(Dataset rows)
-.-.-

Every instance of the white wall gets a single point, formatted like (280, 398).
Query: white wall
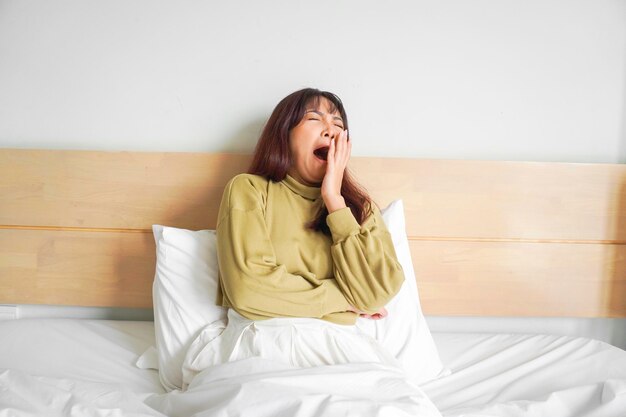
(485, 79)
(541, 80)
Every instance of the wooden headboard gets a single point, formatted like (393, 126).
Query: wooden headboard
(487, 238)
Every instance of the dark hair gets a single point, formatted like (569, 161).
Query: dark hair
(273, 160)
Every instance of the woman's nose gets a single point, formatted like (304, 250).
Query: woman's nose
(330, 131)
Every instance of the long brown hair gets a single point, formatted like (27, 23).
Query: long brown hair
(273, 160)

-.-.-

TASK REQUIREMENTS
Arrange every line of the data above as a numbered list, skipping blank lines and leaving out the picture.

SOLVED PROBLEM
1. Every instance of the white wall gets a single point, formatted like (280, 398).
2. Query: white wall
3. (485, 79)
4. (541, 80)
5. Every instance of the wooden headboard gets a single point, formatted like (393, 126).
6. Query: wooden headboard
7. (487, 238)
8. Every instance of the dark hair gets a single point, formatted like (569, 161).
9. Query: dark hair
10. (273, 160)
11. Every instance of the woman's nose gets a single point, formatted like (304, 250).
12. Query: woman's nose
13. (330, 131)
14. Every instance of the long brown hair gets a single point, formatted like (27, 23).
15. Query: long brown hair
16. (273, 160)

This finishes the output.